Source records

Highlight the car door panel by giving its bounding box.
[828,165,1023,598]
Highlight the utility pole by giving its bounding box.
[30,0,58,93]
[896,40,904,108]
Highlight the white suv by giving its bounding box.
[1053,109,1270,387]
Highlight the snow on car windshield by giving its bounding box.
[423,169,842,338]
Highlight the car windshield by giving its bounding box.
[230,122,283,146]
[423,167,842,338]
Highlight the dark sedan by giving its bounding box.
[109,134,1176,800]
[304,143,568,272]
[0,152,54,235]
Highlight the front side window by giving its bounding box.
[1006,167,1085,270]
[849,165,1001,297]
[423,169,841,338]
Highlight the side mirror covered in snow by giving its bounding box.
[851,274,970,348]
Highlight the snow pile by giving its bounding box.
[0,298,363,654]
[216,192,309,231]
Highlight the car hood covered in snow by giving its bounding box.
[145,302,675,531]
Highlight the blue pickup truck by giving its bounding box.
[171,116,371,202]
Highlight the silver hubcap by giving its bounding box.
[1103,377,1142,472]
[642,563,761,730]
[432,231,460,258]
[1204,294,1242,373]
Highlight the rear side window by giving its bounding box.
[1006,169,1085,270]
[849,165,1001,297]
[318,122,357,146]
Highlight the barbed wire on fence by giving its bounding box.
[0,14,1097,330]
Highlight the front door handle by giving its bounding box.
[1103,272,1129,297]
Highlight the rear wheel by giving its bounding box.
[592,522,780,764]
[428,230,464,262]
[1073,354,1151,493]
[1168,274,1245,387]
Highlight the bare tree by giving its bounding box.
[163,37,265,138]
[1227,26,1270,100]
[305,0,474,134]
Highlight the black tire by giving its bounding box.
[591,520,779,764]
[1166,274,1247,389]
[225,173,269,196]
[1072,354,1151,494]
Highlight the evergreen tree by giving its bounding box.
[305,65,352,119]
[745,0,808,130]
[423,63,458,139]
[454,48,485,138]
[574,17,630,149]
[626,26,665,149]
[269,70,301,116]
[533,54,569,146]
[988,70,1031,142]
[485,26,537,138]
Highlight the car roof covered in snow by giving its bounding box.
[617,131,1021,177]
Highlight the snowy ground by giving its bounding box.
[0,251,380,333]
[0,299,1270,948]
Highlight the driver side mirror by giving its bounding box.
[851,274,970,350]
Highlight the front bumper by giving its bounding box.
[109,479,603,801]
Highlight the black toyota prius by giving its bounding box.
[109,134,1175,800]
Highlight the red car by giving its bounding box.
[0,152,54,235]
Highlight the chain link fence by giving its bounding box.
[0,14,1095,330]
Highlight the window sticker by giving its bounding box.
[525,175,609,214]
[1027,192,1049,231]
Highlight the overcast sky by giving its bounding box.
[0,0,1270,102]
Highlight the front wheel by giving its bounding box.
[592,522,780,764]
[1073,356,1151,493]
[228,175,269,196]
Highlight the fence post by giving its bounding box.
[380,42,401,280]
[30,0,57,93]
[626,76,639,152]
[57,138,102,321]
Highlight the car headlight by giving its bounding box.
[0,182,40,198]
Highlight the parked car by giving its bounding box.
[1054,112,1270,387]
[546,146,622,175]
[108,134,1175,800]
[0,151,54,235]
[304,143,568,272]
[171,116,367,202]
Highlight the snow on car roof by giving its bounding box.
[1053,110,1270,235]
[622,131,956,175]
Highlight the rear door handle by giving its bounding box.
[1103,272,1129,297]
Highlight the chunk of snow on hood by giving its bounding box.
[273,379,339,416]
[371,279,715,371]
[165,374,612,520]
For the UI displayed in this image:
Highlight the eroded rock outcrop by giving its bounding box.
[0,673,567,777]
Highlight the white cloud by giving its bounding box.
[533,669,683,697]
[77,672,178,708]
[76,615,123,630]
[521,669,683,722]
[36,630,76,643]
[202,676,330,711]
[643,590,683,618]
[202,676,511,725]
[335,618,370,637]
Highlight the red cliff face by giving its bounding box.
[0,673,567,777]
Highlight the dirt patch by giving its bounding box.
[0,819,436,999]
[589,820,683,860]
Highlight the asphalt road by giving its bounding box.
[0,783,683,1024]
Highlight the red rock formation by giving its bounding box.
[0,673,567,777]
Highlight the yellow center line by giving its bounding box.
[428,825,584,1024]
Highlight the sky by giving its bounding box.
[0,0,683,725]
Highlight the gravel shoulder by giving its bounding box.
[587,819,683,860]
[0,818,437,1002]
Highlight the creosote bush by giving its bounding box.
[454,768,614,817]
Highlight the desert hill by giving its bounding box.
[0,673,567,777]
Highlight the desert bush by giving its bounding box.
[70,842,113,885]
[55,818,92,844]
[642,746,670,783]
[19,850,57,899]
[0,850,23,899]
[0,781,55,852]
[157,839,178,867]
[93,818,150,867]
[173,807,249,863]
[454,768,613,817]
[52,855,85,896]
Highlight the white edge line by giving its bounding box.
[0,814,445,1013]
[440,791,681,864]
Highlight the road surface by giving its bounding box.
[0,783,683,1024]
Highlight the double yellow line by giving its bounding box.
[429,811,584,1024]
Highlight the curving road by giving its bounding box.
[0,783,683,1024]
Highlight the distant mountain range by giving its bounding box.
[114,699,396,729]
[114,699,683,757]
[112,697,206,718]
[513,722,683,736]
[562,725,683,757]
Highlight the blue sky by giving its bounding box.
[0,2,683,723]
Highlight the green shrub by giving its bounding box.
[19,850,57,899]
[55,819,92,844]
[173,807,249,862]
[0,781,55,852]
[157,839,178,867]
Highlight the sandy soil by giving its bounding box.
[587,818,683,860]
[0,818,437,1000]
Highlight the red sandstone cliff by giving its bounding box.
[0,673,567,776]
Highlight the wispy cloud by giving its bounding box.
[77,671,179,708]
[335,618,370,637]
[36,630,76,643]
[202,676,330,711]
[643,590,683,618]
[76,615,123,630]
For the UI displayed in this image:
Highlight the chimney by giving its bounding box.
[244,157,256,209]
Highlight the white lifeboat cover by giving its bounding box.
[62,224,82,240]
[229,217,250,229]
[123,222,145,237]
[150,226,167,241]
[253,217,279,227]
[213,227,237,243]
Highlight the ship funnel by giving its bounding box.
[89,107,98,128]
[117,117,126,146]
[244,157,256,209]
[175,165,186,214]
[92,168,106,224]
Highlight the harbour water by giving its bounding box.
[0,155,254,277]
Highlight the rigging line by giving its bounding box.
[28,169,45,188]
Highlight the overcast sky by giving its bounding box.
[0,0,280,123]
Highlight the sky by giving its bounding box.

Task to complete:
Write the material out again word for word.

Written answer:
Highlight the car door panel by giving its bounding box.
[828,165,1023,598]
Highlight the utility pole by giving its bounding box.
[30,0,58,93]
[896,40,904,108]
Highlight the white suv by giving its bounding box.
[1053,109,1270,387]
Highlight the snow on car windshield by giving its bounding box.
[423,169,842,338]
Highlight the car windshield by giving its bounding box.
[230,122,283,146]
[423,167,842,338]
Highlight the dark sedan by giving its bounding box.
[109,134,1176,800]
[304,143,568,272]
[0,152,54,235]
Highlight the front side window by giving its bounding box.
[1006,167,1085,270]
[849,165,1001,297]
[423,169,841,338]
Highlight the side mirror covered in snow by giving its bounding box.
[851,274,970,348]
Highlight the snow pile by giving its bounding box.
[0,298,363,654]
[216,192,309,231]
Highlight the car hood covered in snow by giving its bounding box.
[145,302,675,531]
Highlight the blue pickup truck by giving its bounding box.
[171,116,371,202]
Highlight the silver hubcap by giving its bounding box.
[1103,377,1142,472]
[642,563,761,730]
[432,231,460,258]
[1204,294,1242,373]
Highlight the rear side window by giving its bounding box.
[1006,169,1085,270]
[849,165,1001,297]
[318,122,357,146]
Highlight the barbed wire on fence by giving its bounding box.
[0,14,1097,330]
Highlight the front door handle by giving its bounding box.
[1103,272,1129,297]
Highlight the rear wheel by giving its bounding box.
[592,522,780,764]
[428,230,464,262]
[1073,354,1151,493]
[1168,274,1245,387]
Highlight the bare tree by giving its bounding box.
[163,37,265,138]
[1227,26,1270,100]
[305,0,474,134]
Highlight the black tire by giving its bounding box.
[591,520,779,764]
[1166,274,1247,389]
[225,173,269,196]
[1072,354,1151,494]
Highlight the evergreen tree by giving its bounding box.
[305,65,352,119]
[745,0,808,130]
[423,63,458,139]
[454,48,485,138]
[574,17,630,149]
[626,26,665,149]
[269,70,301,116]
[533,54,569,146]
[988,70,1031,142]
[485,26,537,138]
Highlight the car roof covered in snow by giving its bounding box.
[617,131,1021,177]
Highlight the snowy ground by giving its bounding box.
[0,251,380,333]
[0,299,1270,948]
Highlight the driver side mirror by giving its bounding box.
[851,274,970,350]
Highlight the front bumper by giving its bounding box.
[109,479,603,801]
Highlight the black toyota prius by giving its bounding box.
[109,134,1175,800]
Highlight the red car by giving its bounding box.
[0,152,54,235]
Highlight the chain link fence by giving its bounding box.
[0,14,1095,330]
Highlight the window sticker by giving its bounding box.
[525,175,609,214]
[1027,192,1049,231]
Highlight the overcast sky by giving its bounding box.
[0,0,1270,102]
Highlight the front wheel by giving its bounding box.
[592,522,780,764]
[1073,356,1151,493]
[228,175,269,196]
Highlight the fence post by giving its bounding box.
[380,42,401,280]
[30,0,57,93]
[626,76,639,152]
[57,138,102,321]
Highlight the car headlight by giving its bounding box.
[0,182,40,198]
Highlight the parked car by giving its bounding box.
[1054,112,1270,387]
[546,146,622,175]
[108,134,1175,800]
[0,151,54,235]
[304,143,568,272]
[171,116,367,202]
Highlight the snow on car roof by giving its bounding box.
[1053,110,1270,235]
[622,131,956,175]
Highlight the rear door handle by giving its bounding box.
[1103,272,1129,297]
Highlight the chunk of snow on hood by giving its bounding box.
[273,379,339,416]
[371,279,715,371]
[165,374,612,520]
For the UI displayed in this image:
Highlight the eroded rock outcrop by giving its bounding box.
[0,673,567,777]
Highlight the white cloud by giving its bounding box.
[533,669,683,697]
[77,672,178,708]
[76,615,123,630]
[521,669,683,722]
[36,630,76,643]
[202,676,330,711]
[643,590,683,618]
[202,676,511,725]
[335,618,370,637]
Highlight the red cliff face by giving its bounding box.
[0,673,567,777]
Highlight the dirt patch by giving its bounding box.
[0,819,436,999]
[589,820,683,860]
Highlight the asphalt road by giving its bounding box.
[0,783,683,1024]
Highlight the red rock formation by giving its bounding box.
[0,673,567,777]
Highlight the yellow center line by giving its bounding box.
[428,825,584,1024]
Highlight the sky by giving its bounding box.
[0,0,683,725]
Highlight the gravel shoulder by giving its bounding box.
[587,819,683,860]
[0,818,437,1002]
Highlight the creosote bush by giving its bounding box.
[454,768,614,817]
Highlight the desert hill by giving its bounding box.
[0,673,567,777]
Highlight the desert bush by giving its bounding box.
[70,842,113,885]
[55,818,92,844]
[642,746,670,783]
[19,850,57,899]
[0,850,23,899]
[0,781,55,852]
[157,839,178,867]
[93,818,150,867]
[173,807,249,863]
[454,768,613,817]
[52,855,85,896]
Highlight the white edge line by giving its bounding box.
[0,814,445,1013]
[440,791,681,864]
Highlight the road surface by giving its bounding box.
[0,783,683,1024]
Highlight the double yellow line by giving its bounding box.
[429,811,584,1024]
Highlight the curving road by giving its bounding box.
[0,783,683,1024]
Highlight the distant mountain range by giving its bounding box.
[114,699,396,729]
[114,699,683,757]
[112,697,206,718]
[513,722,683,736]
[562,725,683,757]
Highlight the blue sky by giving its bounding box.
[0,2,683,723]
Highlight the green shrub by giving its bounding box.
[19,850,57,899]
[55,819,92,844]
[173,807,249,862]
[0,781,55,852]
[157,839,178,867]
Highlight the sandy soil by giving its bounding box.
[587,818,683,860]
[0,818,437,1000]
Highlight the red sandstone cliff by giving its bounding box.
[0,673,567,776]
Highlight the wispy cloud by giving its bounding box.
[77,671,179,708]
[335,618,370,637]
[36,630,76,643]
[202,676,330,711]
[643,590,683,618]
[76,615,123,630]
For the UI displayed in this image:
Highlight the chimney by giving its bounding box.
[244,157,256,209]
Highlight the white lifeboat cover by giving its bounding box.
[62,224,82,240]
[229,217,250,229]
[123,222,145,237]
[150,226,167,241]
[253,217,279,227]
[213,227,237,243]
Highlight the ship funnel by giving its bounding box.
[89,107,98,128]
[117,117,126,146]
[244,157,256,209]
[175,165,186,214]
[92,168,106,224]
Highlight the harbour water by giving its bounding box.
[0,155,254,277]
Highlight the rigging line by giving its bounding box.
[28,169,45,188]
Highlight the overcast sky by giving its bounding box.
[0,0,280,123]
Highlight the sky by giving its bounding box.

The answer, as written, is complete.